◆ CONSIGNE 1: Recopiez à l'identique les lignes du listing ci-dessous, de la toute première jusqu'à celle contenant "positive clicks: (587, 410)", cette dernière comprise.

◆ EXTRAIT FOURNI:

Sacrip'Anne

« Oui, je sais très bien, depuis longtemps, que j’ai un cœur déraisonnable, mais, de le savoir, ça ne m’arrête pas du tout. » (Colette)

vendredi 8 novembre 2024

Histoires de chats. Et de chiens. Et d'amour.

Voilà. Je suis officiellement une mémère à chats qui poste des histoires de chats. Comme ça c'est clair. Et puis c'est à la demande générale d'au moins deux personnes sans compter celles qui ne savent pas qu'elles auraient adoré me réclamer cette histoire. En plus le truc que j'ai en tête pour le couvent n'est pas encore passé de mes rêveries à mes doigts, donc : pourquoi pas ?

◆ CONSIGNE 2: Traduisez en anglais la phrase suivante, tirée du billet sur les histoires de chats : « Et puis c'est à la demande générale d'au moins deux personnes sans compter celles qui ne savent pas qu'elles auraient adoré me réclamer cette histoire. »

◆ DONNÉES DE L'EXERCICE:
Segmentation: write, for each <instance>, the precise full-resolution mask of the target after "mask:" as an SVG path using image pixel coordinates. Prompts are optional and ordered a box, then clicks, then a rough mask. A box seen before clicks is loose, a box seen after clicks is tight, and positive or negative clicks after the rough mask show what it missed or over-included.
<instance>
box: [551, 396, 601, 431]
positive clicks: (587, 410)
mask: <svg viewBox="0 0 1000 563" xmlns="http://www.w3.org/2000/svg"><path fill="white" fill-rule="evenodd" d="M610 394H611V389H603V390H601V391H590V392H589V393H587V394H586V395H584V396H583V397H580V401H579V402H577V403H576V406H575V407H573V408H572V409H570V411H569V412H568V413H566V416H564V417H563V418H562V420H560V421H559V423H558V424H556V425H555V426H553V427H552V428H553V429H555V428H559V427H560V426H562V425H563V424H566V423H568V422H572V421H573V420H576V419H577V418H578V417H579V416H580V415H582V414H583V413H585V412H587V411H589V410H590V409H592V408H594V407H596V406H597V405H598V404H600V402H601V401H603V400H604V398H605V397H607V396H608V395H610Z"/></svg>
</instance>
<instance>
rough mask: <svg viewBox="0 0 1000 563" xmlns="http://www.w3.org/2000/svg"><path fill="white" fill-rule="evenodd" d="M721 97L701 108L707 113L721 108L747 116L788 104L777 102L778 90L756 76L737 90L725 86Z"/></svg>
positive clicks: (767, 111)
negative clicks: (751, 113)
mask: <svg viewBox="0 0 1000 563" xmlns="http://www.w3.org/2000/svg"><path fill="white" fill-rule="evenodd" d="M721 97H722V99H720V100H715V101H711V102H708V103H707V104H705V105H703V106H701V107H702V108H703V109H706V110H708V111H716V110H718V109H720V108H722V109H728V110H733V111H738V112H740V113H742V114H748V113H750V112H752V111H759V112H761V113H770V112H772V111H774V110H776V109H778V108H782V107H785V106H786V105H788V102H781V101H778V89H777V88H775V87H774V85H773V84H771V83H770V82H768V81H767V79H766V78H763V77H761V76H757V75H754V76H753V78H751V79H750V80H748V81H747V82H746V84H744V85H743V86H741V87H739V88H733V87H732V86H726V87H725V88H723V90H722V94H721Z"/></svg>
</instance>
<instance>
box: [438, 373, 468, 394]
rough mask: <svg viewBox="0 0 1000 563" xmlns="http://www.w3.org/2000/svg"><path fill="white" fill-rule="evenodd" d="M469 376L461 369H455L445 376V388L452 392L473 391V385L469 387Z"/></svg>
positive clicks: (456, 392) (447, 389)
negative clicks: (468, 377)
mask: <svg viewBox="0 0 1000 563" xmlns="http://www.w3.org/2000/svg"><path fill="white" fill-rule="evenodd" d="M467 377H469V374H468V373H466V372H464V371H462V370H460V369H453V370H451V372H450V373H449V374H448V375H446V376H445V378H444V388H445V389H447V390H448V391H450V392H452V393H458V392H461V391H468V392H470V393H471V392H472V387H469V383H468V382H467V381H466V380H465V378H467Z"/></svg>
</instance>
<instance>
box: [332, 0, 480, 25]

◆ ZONE DE RÉPONSE 1:
Segmentation: write, for each <instance>, the precise full-resolution mask of the target after "mask:" as an SVG path using image pixel coordinates. Prompts are optional and ordered a box, then clicks, then a rough mask. A box seen before clicks is loose, a box seen after clicks is tight, and positive or negative clicks after the rough mask show what it missed or over-included.
<instance>
box: [551, 396, 601, 431]
positive clicks: (587, 410)

◆ ZONE DE RÉPONSE 2: And besides, it's by popular demand from at least two people, not counting those who don't know they would have loved to ask me for this story.